Work required
Pull out the rows word for word, starting at the line with "blue blurred object?" and continuing through the end of the rows, both ends included.

Segmentation labeling entries
══════════════════════════════
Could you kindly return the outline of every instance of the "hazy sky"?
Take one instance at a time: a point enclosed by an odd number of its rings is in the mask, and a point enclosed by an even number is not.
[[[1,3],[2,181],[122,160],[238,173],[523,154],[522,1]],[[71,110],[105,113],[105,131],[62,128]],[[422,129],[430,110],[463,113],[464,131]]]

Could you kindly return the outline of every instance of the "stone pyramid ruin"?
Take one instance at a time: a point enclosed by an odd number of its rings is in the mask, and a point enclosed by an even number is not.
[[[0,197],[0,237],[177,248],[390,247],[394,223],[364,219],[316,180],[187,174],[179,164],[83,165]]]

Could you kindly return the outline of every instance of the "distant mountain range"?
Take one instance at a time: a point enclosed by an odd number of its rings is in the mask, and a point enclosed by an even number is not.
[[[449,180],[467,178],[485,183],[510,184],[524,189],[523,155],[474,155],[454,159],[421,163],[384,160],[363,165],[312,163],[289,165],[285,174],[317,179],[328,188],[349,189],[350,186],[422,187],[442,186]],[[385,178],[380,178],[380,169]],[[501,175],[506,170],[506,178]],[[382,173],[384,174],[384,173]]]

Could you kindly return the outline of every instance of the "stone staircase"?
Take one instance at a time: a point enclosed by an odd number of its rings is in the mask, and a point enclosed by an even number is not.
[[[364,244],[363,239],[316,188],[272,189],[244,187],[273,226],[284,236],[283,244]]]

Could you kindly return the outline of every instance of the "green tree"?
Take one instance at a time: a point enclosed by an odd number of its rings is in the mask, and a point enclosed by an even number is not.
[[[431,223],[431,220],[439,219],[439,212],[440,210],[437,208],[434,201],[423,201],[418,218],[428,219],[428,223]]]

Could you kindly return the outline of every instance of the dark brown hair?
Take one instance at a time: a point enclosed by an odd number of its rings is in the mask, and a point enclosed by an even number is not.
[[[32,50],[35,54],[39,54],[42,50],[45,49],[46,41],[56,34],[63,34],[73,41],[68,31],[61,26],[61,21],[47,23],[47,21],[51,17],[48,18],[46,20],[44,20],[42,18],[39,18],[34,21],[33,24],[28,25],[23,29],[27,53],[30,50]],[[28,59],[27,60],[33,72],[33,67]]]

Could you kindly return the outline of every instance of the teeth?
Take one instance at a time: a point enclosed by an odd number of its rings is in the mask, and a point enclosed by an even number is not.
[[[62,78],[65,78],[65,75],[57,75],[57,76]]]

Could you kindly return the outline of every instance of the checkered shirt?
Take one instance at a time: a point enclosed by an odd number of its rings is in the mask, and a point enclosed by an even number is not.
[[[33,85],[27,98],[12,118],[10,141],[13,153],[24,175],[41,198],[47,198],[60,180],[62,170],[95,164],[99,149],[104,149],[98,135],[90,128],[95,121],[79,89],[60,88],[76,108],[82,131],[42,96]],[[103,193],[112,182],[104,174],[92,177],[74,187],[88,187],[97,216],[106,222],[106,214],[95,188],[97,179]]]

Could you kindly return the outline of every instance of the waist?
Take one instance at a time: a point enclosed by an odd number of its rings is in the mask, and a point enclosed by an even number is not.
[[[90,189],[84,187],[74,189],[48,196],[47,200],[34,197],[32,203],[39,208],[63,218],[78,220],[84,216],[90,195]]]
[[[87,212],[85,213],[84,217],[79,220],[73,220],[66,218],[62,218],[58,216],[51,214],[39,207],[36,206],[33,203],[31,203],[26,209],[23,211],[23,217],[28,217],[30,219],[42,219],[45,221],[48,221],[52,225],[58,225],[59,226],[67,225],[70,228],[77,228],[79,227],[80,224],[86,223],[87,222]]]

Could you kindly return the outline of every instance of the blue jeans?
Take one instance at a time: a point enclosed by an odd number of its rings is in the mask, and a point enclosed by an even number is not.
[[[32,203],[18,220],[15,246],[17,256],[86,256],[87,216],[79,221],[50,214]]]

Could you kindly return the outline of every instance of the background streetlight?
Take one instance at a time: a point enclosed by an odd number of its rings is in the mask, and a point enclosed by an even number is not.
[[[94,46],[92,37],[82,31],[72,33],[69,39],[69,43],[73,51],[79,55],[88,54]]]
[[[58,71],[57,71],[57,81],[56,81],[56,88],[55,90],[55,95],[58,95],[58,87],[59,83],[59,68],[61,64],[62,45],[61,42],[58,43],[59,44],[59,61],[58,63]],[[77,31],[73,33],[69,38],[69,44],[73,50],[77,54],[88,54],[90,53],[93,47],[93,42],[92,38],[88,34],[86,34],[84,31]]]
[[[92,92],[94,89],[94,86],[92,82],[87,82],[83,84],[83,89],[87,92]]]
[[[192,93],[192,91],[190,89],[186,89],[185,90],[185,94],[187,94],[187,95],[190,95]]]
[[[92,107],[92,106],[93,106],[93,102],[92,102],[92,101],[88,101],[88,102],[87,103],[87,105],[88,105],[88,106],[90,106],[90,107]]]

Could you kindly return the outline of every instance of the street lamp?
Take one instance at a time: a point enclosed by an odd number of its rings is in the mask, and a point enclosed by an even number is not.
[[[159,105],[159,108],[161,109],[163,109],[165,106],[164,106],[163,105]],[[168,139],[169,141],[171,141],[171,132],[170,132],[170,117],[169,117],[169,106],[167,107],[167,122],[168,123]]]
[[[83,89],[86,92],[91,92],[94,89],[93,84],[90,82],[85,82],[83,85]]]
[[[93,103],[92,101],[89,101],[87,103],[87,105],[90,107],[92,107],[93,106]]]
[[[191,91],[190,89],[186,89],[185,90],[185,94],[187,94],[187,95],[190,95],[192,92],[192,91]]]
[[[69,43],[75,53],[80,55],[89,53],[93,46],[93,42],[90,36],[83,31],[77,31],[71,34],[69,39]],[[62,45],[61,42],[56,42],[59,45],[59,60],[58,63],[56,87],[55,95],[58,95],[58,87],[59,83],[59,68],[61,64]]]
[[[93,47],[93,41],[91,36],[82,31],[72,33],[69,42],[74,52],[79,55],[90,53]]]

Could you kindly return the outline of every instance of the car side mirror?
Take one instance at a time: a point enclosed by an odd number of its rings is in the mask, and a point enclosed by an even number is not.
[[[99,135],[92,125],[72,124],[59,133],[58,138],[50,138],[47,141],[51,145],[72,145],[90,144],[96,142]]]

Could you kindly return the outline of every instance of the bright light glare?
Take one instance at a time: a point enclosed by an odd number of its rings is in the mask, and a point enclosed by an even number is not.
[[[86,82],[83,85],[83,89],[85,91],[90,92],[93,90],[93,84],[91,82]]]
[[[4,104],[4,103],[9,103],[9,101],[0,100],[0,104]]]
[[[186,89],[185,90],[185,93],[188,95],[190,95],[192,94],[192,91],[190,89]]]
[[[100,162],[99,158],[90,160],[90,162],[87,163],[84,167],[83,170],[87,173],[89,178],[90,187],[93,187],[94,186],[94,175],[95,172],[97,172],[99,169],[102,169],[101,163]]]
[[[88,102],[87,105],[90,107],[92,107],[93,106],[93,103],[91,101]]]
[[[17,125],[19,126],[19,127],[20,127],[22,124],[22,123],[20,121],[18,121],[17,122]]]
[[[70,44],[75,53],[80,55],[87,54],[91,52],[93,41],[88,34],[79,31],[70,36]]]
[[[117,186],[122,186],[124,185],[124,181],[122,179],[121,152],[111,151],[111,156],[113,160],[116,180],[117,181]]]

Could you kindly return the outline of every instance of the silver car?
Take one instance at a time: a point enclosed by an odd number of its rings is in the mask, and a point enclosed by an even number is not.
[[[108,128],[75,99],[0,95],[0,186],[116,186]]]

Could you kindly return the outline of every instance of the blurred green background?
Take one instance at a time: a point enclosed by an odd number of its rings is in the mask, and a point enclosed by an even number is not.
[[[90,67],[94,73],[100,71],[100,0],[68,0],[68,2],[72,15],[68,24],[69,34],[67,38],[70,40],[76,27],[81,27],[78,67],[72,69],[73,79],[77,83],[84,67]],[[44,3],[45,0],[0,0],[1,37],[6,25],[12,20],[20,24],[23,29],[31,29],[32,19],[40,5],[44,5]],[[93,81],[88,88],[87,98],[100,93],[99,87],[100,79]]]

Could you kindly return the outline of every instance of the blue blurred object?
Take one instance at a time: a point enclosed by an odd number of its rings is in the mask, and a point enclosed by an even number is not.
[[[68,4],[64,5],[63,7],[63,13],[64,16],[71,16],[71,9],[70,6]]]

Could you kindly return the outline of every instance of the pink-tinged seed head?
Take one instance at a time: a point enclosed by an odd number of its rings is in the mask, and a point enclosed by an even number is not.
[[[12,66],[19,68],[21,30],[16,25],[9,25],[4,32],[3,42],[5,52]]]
══════════════════════════════
Output below
Could you kindly return the outline of every instance of the blue blurred object?
Take one instance at a time: a point enclosed by an odd number of its rings is in the mask, and a point enclosed by an even number is not.
[[[68,4],[64,5],[63,7],[63,13],[64,16],[71,16],[71,9],[70,6]]]

Could you kindly return the outline of every instance of the pink-tinged seed head?
Take one instance at a time: a point enclosed by an odd number of its rings is in the mask, and a point enclosed by an even number is not.
[[[12,66],[19,68],[21,30],[16,25],[9,25],[4,32],[3,42],[5,52]]]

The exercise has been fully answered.